Instructions to follow:
From the data underneath, reproduce exactly the stretch that begins at the line with "Exercise. Point out every instance of the brown" and ends after the line with "Exercise. Point out every instance of the off-road".

Given data:
....

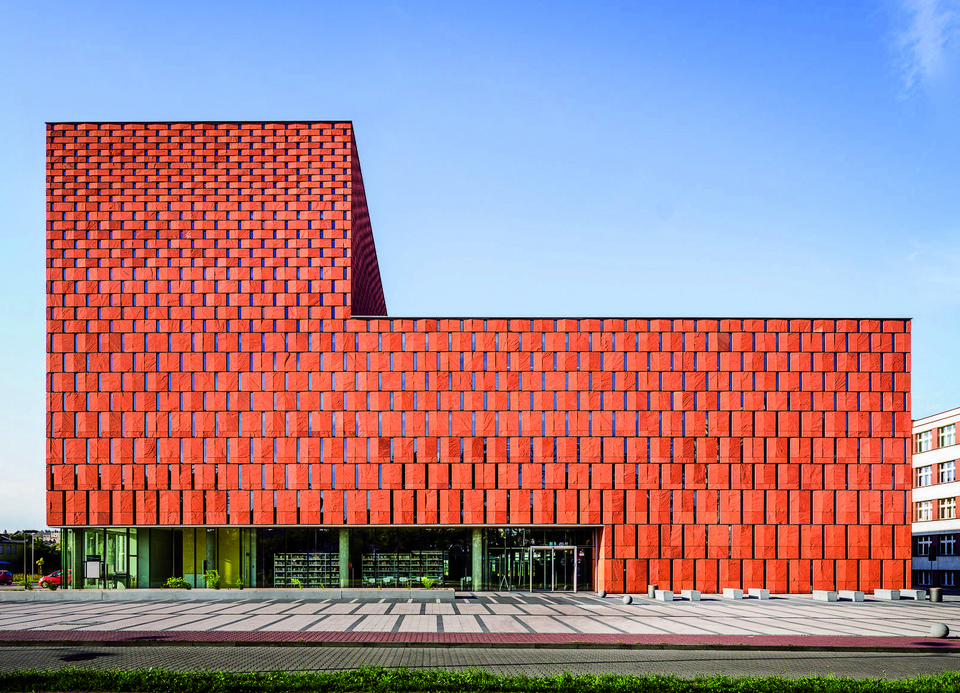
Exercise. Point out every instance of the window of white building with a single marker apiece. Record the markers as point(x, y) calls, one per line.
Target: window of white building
point(948, 435)
point(948, 471)
point(948, 508)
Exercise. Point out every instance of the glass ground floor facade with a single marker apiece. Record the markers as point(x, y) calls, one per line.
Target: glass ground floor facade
point(471, 558)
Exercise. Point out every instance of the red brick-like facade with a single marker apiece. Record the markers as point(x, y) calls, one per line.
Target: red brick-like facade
point(205, 368)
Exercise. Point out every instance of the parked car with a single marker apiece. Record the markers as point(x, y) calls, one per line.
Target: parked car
point(51, 579)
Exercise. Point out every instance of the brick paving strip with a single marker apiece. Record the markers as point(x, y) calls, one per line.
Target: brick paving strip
point(606, 641)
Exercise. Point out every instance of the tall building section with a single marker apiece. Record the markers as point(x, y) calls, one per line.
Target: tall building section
point(226, 390)
point(936, 526)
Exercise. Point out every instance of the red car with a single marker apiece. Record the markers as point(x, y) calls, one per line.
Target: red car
point(51, 579)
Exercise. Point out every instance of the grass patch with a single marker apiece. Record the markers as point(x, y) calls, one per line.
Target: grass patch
point(378, 680)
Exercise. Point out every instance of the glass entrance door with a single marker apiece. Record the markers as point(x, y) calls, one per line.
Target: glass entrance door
point(553, 568)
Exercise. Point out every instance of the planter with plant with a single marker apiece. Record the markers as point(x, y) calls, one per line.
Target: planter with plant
point(176, 583)
point(213, 579)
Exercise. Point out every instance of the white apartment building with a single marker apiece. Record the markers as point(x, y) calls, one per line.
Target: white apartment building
point(936, 489)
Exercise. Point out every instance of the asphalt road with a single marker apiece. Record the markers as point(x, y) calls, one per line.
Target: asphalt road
point(533, 662)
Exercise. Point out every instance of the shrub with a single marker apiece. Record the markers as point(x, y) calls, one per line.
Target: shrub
point(213, 579)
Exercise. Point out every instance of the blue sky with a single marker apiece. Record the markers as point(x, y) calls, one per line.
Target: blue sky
point(541, 158)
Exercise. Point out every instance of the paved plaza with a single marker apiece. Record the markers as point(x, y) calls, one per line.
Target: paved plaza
point(510, 633)
point(498, 613)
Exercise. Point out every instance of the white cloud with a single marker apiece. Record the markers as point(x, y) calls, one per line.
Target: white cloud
point(924, 40)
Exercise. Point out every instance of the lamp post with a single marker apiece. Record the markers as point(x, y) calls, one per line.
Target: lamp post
point(32, 554)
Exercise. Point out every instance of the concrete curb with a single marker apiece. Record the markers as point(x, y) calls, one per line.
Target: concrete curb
point(532, 641)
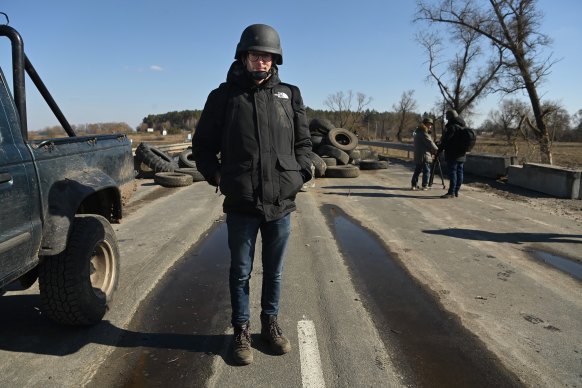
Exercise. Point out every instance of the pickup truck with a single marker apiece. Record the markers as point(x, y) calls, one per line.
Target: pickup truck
point(58, 198)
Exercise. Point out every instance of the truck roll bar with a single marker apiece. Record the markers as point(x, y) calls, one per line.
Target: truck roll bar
point(20, 64)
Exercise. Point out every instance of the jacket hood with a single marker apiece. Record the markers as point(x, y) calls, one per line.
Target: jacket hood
point(239, 75)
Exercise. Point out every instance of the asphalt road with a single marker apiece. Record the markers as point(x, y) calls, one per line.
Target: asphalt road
point(473, 255)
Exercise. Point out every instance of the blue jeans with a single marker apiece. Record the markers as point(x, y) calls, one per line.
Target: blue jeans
point(425, 169)
point(243, 230)
point(455, 176)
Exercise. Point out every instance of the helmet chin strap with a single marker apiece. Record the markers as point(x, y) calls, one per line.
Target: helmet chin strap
point(259, 75)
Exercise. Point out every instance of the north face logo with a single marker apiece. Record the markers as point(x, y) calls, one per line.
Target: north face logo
point(281, 95)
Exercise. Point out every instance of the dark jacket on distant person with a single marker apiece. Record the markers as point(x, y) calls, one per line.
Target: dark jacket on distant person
point(424, 146)
point(258, 138)
point(452, 154)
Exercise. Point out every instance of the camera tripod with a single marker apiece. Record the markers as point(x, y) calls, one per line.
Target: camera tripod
point(436, 163)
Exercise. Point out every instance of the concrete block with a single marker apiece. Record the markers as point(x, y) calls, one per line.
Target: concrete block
point(559, 182)
point(488, 165)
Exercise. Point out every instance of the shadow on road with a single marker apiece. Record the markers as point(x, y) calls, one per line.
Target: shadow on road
point(25, 330)
point(514, 237)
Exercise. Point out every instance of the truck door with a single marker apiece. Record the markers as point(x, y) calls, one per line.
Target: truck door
point(16, 202)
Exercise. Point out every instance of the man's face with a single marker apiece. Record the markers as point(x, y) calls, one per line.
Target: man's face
point(258, 61)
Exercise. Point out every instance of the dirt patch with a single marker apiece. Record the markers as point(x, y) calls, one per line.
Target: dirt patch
point(568, 208)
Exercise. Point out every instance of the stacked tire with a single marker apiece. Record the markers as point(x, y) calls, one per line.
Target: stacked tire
point(333, 150)
point(151, 162)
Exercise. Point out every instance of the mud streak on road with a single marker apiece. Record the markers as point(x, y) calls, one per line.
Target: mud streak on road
point(428, 346)
point(180, 326)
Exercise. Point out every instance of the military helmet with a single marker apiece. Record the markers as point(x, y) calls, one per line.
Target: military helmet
point(262, 38)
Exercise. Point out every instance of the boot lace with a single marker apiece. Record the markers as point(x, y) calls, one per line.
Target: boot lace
point(242, 339)
point(274, 329)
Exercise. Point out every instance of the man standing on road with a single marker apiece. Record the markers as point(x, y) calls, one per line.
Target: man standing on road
point(454, 156)
point(258, 126)
point(424, 147)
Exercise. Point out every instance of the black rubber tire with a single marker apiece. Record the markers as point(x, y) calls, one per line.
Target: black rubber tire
point(76, 285)
point(185, 159)
point(329, 161)
point(319, 165)
point(348, 171)
point(328, 150)
point(355, 156)
point(342, 138)
point(173, 179)
point(370, 164)
point(154, 158)
point(196, 175)
point(319, 126)
point(368, 154)
point(316, 141)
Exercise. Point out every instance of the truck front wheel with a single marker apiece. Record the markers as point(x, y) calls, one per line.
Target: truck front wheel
point(77, 285)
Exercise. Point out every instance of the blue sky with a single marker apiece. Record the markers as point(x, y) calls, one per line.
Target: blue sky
point(113, 60)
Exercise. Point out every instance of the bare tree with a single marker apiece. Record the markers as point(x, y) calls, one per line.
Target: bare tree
point(341, 105)
point(458, 74)
point(513, 27)
point(404, 108)
point(509, 121)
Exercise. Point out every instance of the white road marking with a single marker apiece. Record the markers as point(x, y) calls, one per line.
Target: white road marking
point(311, 372)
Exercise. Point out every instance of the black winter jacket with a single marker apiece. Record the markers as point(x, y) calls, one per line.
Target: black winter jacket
point(257, 137)
point(452, 155)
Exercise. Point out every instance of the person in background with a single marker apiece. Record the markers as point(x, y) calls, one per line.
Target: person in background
point(424, 148)
point(454, 157)
point(259, 127)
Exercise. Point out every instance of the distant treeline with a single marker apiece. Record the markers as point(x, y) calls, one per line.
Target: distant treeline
point(368, 123)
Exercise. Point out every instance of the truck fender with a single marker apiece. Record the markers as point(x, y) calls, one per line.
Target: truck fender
point(89, 191)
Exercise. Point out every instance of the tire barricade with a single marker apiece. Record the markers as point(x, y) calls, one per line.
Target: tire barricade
point(166, 170)
point(336, 153)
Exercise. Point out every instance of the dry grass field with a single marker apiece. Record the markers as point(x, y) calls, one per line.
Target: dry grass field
point(564, 154)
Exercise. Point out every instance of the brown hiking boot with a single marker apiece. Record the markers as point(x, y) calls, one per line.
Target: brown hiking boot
point(242, 352)
point(272, 333)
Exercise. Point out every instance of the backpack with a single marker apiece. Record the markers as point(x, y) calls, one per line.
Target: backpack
point(463, 140)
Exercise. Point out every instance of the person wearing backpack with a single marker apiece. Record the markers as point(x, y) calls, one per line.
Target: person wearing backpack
point(258, 126)
point(424, 148)
point(455, 151)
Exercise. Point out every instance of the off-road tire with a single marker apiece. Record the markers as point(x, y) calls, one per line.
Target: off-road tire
point(319, 164)
point(77, 284)
point(342, 138)
point(173, 179)
point(185, 159)
point(320, 127)
point(196, 175)
point(154, 158)
point(316, 141)
point(329, 161)
point(348, 171)
point(328, 150)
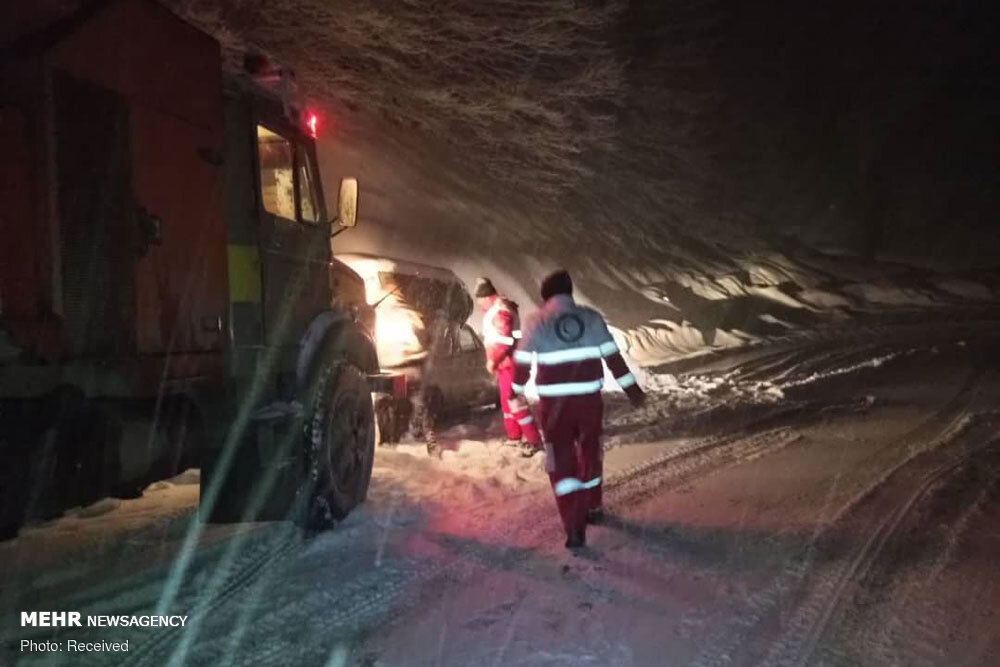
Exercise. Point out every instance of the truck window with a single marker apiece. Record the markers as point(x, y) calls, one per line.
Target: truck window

....

Task solution:
Exercise. Point out every instance of the brown hiking boot with a single marker apiece. Record the markers as point(x, y) calls, one per line.
Target: brown hiking boot
point(242, 352)
point(272, 333)
Exercise. Point out every instance of the backpack with a single marker apiece. Record the markers as point(x, y) calls, one per line.
Target: backpack
point(463, 140)
Exercise. Point out every instance of the person wearing backpack with a single marker apiece. Record the markers as point(x, y) calls, one per line.
Target: person wearing backpack
point(258, 126)
point(424, 148)
point(455, 151)
Exercise. Point out every instance of the off-road tire with a single marker apiece. Record the markers as point(x, y) calls, one per line.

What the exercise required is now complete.